*Texte fourni:*

Le Métirame, lui, a été identifié comme perturbateur endocrinien. Il ne sera plus vendu après le 31 janvier 2025 mais son usage est autorisé jusqu'en juillet, pour liquider d'éventuels stocks. Dans ce cas, les viticulteurs doivent respecter une Distance de Sécurité Riverain (DSR) de 20 mètres lors de l'utilisation de produits à base de Métirame jusqu'à cette date.
Voir ces deux molécules encore très achetées, très utilisées en Gironde, est inquiétant pour Cyril Giraud qui a découvert sur cette carte que 134 tonnes de Métirame ont été utilisées en Gironde, en 2022 "C'est énorme. Je ne m'y attendais pas. Ce sont des produits très préoccupants pour la santé, qui devraient être interdits", alerte-t-il.
"Addiction au glyphosate"
Son inquiétude est partagée par Benoît Biteau, député écologiste de Charente-Maritime, département à la 8e place du classement et première sur l'usage du glyphosate.

Enregistrements d'un jeu de données:
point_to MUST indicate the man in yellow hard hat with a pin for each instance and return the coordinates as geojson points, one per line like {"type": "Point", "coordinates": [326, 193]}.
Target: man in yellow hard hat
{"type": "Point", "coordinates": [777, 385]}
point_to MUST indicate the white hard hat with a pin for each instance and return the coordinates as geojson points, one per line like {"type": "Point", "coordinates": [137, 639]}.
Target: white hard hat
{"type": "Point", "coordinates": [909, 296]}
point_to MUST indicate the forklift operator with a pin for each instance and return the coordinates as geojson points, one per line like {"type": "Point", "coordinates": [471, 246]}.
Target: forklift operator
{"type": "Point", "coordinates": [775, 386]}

*Consigne:* Recopiez en entier le texte fourni sur le Métirame et le glyphosate, sans modifier le moindre mot ni la ponctuation.

*Réponse rédigée:*
Le Métirame, lui, a été identifié comme perturbateur endocrinien. Il ne sera plus vendu après le 31 janvier 2025 mais son usage est autorisé jusqu'en juillet, pour liquider d'éventuels stocks. Dans ce cas, les viticulteurs doivent respecter une Distance de Sécurité Riverain (DSR) de 20 mètres lors de l'utilisation de produits à base de Métirame jusqu'à cette date.
Voir ces deux molécules encore très achetées, très utilisées en Gironde, est inquiétant pour Cyril Giraud qui a découvert sur cette carte que 134 tonnes de Métirame ont été utilisées en Gironde, en 2022 "C'est énorme. Je ne m'y attendais pas. Ce sont des produits très préoccupants pour la santé, qui devraient être interdits", alerte-t-il.
"Addiction au glyphosate"
Son inquiétude est partagée par Benoît Biteau, député écologiste de Charente-Maritime, département à la 8e place du classement et première sur l'usage du glyphosate.